* **TASK DETAILS**
Which lines run from the one containing "of the foliage" to the end of the entries below? Retype exactly those, both ends included.

* **EXTRACTED ENTRIES**
──────────
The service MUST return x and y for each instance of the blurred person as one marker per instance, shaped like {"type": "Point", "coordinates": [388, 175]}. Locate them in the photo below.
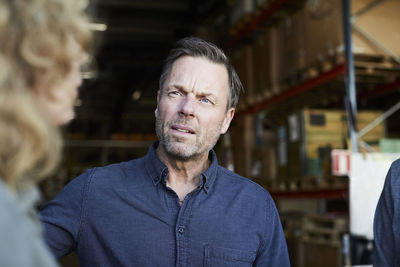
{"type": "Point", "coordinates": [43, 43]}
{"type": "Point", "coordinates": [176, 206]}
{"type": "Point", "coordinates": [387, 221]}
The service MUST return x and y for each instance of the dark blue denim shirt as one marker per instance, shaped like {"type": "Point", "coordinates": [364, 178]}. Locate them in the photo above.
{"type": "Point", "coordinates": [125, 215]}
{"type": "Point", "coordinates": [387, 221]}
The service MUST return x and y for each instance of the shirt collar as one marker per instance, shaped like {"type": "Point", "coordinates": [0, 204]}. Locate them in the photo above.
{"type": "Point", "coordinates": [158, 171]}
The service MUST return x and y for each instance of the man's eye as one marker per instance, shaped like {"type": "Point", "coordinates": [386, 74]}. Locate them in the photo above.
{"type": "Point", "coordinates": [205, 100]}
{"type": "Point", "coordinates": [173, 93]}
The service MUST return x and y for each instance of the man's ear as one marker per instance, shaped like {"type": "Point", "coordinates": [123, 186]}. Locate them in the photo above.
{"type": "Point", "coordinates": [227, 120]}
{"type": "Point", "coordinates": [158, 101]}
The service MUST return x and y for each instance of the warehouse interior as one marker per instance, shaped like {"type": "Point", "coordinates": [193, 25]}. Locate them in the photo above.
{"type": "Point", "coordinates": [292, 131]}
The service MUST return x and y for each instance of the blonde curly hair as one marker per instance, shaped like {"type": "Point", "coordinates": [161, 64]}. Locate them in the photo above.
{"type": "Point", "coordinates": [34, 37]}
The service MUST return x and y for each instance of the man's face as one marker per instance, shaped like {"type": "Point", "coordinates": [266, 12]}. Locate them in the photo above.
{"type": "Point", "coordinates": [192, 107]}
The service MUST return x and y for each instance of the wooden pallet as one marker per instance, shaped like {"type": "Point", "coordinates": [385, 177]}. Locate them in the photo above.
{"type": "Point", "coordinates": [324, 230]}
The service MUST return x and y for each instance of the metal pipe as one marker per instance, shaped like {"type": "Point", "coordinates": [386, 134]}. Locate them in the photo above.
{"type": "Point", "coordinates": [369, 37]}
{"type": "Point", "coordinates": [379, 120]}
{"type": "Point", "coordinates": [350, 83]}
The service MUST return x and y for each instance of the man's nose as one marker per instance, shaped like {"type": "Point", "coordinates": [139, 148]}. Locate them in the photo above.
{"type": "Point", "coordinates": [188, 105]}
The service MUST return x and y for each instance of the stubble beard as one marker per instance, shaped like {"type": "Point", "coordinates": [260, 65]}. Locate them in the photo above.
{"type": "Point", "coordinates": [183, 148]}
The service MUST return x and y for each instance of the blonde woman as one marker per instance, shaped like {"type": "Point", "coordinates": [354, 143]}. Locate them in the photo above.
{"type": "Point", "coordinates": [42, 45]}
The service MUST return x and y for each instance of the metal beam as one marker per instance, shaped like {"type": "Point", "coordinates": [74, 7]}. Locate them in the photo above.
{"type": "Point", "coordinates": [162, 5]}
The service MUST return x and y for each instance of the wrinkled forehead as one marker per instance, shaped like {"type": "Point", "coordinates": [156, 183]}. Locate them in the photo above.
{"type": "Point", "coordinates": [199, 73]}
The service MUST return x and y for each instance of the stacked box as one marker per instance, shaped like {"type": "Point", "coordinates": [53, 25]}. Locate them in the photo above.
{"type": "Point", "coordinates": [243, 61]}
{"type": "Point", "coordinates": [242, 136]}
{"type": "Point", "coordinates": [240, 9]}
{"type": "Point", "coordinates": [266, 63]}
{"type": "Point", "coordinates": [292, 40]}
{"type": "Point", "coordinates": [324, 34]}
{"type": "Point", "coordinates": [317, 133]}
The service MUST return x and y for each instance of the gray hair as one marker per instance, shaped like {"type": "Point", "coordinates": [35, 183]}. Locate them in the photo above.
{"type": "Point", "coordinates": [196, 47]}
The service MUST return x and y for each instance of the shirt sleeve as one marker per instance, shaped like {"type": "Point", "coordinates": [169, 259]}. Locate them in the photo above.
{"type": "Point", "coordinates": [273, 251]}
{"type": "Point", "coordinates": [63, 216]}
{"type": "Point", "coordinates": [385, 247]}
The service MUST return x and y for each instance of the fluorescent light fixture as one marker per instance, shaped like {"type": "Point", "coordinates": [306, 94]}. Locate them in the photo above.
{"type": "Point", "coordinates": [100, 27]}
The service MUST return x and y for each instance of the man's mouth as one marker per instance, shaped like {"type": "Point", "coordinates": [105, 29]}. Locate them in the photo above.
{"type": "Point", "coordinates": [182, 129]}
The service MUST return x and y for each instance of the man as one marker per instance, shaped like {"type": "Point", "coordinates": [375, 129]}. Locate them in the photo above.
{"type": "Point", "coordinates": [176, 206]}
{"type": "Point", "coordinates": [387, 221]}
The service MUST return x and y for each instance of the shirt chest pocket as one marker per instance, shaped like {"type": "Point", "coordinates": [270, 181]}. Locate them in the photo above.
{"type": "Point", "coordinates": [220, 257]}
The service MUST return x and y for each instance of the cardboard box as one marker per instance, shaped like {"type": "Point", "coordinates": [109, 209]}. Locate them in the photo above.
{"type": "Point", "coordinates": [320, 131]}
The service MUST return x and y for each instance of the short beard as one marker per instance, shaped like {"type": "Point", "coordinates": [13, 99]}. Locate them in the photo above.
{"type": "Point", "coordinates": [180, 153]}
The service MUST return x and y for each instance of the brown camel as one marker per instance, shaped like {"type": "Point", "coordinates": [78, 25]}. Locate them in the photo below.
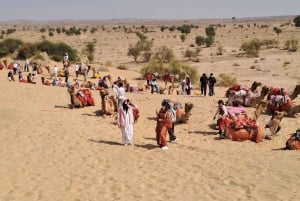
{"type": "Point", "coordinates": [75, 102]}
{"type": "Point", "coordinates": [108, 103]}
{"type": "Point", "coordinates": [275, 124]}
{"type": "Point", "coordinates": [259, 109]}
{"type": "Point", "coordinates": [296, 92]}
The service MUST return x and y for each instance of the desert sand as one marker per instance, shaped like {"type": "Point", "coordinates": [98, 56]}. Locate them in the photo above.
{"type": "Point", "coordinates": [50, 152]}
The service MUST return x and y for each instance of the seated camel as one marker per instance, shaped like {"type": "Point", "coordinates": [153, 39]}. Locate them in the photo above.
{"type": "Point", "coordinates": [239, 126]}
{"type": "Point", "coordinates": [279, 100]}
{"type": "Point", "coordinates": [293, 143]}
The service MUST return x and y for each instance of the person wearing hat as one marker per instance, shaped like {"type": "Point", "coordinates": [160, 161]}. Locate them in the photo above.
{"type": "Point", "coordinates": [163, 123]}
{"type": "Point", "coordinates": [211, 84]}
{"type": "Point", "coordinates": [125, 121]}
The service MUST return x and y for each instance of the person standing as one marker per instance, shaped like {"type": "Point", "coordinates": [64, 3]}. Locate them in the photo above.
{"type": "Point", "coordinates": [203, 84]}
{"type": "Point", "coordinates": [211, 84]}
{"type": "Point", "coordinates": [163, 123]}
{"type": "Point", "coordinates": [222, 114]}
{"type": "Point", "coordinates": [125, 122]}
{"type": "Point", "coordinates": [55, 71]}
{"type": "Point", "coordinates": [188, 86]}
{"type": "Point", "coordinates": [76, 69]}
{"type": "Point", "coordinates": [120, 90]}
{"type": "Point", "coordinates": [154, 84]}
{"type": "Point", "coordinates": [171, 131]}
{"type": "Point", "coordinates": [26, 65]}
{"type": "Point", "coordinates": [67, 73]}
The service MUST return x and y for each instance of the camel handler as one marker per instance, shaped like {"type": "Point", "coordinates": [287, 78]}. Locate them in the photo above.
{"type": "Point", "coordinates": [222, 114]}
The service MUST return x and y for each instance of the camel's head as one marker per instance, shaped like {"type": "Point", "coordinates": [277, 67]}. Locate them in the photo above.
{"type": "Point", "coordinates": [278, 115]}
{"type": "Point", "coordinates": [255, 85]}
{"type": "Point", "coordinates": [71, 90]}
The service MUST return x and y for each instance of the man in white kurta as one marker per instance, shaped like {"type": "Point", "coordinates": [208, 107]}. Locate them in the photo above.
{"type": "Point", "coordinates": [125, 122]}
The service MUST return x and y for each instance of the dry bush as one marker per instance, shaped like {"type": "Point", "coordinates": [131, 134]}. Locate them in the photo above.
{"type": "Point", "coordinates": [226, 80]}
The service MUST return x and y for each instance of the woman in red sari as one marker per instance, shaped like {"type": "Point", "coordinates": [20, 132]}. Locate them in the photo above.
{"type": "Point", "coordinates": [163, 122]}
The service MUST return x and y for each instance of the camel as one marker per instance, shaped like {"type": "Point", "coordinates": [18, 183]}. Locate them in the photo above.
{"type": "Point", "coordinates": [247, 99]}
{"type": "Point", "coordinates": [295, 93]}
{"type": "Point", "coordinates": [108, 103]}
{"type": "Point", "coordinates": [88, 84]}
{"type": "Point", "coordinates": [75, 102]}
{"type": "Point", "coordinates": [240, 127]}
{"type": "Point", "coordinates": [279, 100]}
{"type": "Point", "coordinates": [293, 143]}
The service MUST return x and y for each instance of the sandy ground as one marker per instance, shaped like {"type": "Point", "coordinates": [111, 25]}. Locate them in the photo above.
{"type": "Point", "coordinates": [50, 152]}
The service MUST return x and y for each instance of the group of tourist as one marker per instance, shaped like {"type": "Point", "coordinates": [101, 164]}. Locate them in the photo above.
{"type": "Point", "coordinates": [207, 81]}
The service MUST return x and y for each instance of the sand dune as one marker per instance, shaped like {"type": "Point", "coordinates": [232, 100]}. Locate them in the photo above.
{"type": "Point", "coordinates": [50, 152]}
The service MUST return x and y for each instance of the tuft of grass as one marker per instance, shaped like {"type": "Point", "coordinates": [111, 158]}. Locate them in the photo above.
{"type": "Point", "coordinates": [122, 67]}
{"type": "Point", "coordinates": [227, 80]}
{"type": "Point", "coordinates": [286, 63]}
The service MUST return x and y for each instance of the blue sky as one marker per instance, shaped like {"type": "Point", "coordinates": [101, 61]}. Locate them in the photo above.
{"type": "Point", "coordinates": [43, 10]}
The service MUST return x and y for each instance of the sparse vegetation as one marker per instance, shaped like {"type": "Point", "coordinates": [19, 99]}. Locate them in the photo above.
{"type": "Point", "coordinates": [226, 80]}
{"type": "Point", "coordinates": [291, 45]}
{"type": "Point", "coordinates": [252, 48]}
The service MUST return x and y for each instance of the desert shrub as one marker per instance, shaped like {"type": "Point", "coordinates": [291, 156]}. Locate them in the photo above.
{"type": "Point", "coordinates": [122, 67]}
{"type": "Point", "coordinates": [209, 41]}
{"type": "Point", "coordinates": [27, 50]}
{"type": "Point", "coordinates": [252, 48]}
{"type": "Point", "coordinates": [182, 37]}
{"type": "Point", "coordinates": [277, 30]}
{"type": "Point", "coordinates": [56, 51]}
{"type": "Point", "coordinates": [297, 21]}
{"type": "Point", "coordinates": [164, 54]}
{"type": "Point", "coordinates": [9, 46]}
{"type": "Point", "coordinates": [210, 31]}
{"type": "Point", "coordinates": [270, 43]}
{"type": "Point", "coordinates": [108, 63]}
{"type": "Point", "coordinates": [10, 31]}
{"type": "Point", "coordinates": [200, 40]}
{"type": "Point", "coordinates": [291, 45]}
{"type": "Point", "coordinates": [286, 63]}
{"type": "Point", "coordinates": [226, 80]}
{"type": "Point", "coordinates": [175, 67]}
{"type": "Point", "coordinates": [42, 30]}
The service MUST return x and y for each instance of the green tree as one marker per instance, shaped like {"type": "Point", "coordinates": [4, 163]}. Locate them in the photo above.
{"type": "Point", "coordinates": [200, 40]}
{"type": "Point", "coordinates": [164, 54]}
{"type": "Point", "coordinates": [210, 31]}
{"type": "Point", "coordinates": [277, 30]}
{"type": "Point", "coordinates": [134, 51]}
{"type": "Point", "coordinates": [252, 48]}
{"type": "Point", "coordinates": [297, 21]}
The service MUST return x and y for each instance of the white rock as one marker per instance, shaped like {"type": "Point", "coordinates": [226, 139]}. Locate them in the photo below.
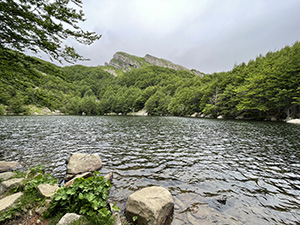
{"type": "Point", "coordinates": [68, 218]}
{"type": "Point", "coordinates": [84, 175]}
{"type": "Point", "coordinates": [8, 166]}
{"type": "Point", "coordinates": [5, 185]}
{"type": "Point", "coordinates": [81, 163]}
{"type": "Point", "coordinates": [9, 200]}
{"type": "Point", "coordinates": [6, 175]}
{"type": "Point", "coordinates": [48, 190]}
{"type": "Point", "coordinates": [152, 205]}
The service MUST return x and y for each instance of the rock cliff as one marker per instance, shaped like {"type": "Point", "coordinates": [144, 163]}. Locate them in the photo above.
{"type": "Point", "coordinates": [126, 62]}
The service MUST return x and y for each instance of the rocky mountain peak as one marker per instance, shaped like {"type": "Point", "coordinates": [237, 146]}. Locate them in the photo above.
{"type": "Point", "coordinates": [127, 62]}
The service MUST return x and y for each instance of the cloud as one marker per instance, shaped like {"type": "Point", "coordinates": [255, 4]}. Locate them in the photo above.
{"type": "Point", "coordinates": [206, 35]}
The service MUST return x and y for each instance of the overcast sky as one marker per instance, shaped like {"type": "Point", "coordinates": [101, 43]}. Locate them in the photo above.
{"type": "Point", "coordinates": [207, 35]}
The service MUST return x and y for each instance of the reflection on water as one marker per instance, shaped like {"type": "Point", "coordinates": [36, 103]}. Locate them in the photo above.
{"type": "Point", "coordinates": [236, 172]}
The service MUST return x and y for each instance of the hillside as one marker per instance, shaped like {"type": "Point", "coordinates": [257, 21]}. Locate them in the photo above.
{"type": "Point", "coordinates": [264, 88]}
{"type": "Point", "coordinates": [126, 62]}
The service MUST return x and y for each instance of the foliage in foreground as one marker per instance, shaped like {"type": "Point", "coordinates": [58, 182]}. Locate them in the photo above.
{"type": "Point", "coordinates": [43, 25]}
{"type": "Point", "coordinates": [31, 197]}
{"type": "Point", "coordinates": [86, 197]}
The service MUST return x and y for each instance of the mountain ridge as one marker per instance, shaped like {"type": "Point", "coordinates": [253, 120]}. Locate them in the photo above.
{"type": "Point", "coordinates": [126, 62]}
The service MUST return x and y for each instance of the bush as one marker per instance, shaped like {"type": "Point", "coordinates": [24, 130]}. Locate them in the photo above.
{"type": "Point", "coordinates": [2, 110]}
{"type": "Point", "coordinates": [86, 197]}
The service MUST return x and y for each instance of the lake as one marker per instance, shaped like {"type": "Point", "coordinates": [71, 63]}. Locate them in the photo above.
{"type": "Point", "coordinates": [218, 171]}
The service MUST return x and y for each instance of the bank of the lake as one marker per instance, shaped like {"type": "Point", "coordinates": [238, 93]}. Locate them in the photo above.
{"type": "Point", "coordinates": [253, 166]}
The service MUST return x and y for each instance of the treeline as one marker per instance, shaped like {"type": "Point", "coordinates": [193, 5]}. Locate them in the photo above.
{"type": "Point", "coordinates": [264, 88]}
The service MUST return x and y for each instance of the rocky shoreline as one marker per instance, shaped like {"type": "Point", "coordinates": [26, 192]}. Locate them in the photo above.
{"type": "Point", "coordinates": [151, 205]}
──────────
* **OUTPUT FOR THIS EXERCISE**
The service MUST return x and y for each instance of the foliage in foreground as one marker per instance, shaped like {"type": "Point", "coordinates": [58, 182]}. Locate them in the photo above.
{"type": "Point", "coordinates": [43, 25]}
{"type": "Point", "coordinates": [31, 197]}
{"type": "Point", "coordinates": [86, 197]}
The service MUST return x and y for each instance of the mountain ridge as one marker per instance, shaped like {"type": "Point", "coordinates": [253, 120]}. Locate them in the photo above.
{"type": "Point", "coordinates": [126, 62]}
The service MUST return x and y for each instance of the bush as one marker per instance, shaped like {"type": "Point", "coordinates": [24, 130]}. Locate them in the photo above.
{"type": "Point", "coordinates": [2, 110]}
{"type": "Point", "coordinates": [86, 197]}
The service MUST return x and y for each instance of the lake as one marker per instance, shaped like {"type": "Point", "coordinates": [71, 63]}. Locate them in the photo above.
{"type": "Point", "coordinates": [218, 171]}
The service MUST return x and y for each instance of the bank of the lake as one marker per instance, shaped like {"type": "Point", "coordinates": [238, 93]}. Locate them in the photo above.
{"type": "Point", "coordinates": [253, 166]}
The service MUST return x and y for each instance of the treeline as one marker per instance, shaped like {"type": "Point", "coordinates": [193, 5]}. Locate them in the photo above.
{"type": "Point", "coordinates": [264, 88]}
The service MUST return x and y for each instance of the rocky shoreline as one marker per instance, shaped like {"type": "Point", "coordinates": [26, 192]}. Locate them in the photo above.
{"type": "Point", "coordinates": [151, 205]}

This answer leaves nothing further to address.